**Selected passage**
┏━━

Our Take
The real discipline is not deploying LLMs at scale; it's knowing when to remove them and replace them with auditable rules that enforcement can actually rely on.
Why it matters
As AI-native systems multiply data flows and representations, privacy controls need to classify what they're protecting before they can enforce it. Meta's pattern shows a practical way to use AI for discovery without letting it own production enforcement.
Do this week
Data governance teams: audit whether your privacy classifiers rely on LLM outputs directly for enforcement; if they do, map which 20% of cases could move to versioned deterministic rules this quarter.
Meta Built a Two-Lane Classification System
Meta published a case study on privacy-aware infrastructure (PAI) that details how it classifies data assets—tables, columns, nested fields, ML features, embeddings, log keys—before privacy controls can enforce retention, access, purpose, or sharing policies.

┗━━

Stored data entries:
┏━━

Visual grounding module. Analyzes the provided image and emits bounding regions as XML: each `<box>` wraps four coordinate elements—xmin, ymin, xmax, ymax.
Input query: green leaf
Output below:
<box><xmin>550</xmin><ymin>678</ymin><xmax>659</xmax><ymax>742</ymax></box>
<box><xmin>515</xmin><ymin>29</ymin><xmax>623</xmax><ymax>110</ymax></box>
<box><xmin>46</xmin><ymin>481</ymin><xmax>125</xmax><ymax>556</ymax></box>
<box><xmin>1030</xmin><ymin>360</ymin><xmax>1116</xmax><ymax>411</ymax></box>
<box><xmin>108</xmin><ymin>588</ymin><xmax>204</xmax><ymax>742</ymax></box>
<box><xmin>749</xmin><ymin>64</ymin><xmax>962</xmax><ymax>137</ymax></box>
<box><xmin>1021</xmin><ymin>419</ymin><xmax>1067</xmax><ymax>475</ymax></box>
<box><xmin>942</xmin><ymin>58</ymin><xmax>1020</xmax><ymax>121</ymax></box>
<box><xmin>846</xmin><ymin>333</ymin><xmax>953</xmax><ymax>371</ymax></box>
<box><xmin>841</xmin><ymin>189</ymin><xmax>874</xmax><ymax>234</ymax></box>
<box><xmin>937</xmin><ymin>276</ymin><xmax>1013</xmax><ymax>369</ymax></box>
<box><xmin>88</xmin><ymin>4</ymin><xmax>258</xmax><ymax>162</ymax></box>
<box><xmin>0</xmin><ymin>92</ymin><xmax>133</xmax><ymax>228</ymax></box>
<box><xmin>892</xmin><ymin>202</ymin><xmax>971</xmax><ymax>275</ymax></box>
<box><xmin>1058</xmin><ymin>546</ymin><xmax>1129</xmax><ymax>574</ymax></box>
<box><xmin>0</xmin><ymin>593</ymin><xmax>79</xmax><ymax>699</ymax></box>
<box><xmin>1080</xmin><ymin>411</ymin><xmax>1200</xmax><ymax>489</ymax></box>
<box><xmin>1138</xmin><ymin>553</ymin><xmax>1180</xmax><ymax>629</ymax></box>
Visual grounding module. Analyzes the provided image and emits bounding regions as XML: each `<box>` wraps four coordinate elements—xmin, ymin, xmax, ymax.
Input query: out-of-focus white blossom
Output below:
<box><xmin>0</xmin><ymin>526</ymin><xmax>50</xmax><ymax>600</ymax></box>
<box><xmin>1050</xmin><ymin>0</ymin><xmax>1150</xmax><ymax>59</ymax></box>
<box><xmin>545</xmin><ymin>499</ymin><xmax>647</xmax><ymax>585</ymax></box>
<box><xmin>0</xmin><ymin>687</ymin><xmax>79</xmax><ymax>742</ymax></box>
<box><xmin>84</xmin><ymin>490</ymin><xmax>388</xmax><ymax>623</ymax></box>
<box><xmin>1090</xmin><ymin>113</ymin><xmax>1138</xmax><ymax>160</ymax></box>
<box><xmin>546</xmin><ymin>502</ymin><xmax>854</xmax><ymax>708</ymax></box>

┗━━

**What is being asked**
Reproduce word for word the part of the article on Meta's data classification starting at "Meta Built a" and ending at "or sharing policies.". Rely solely on the article on Meta's data classification and leave the entries aside.

**Task answer**
Meta Built a Two-Lane Classification System
Meta published a case study on privacy-aware infrastructure (PAI) that details how it classifies data assets—tables, columns, nested fields, ML features, embeddings, log keys—before privacy controls can enforce retention, access, purpose, or sharing policies.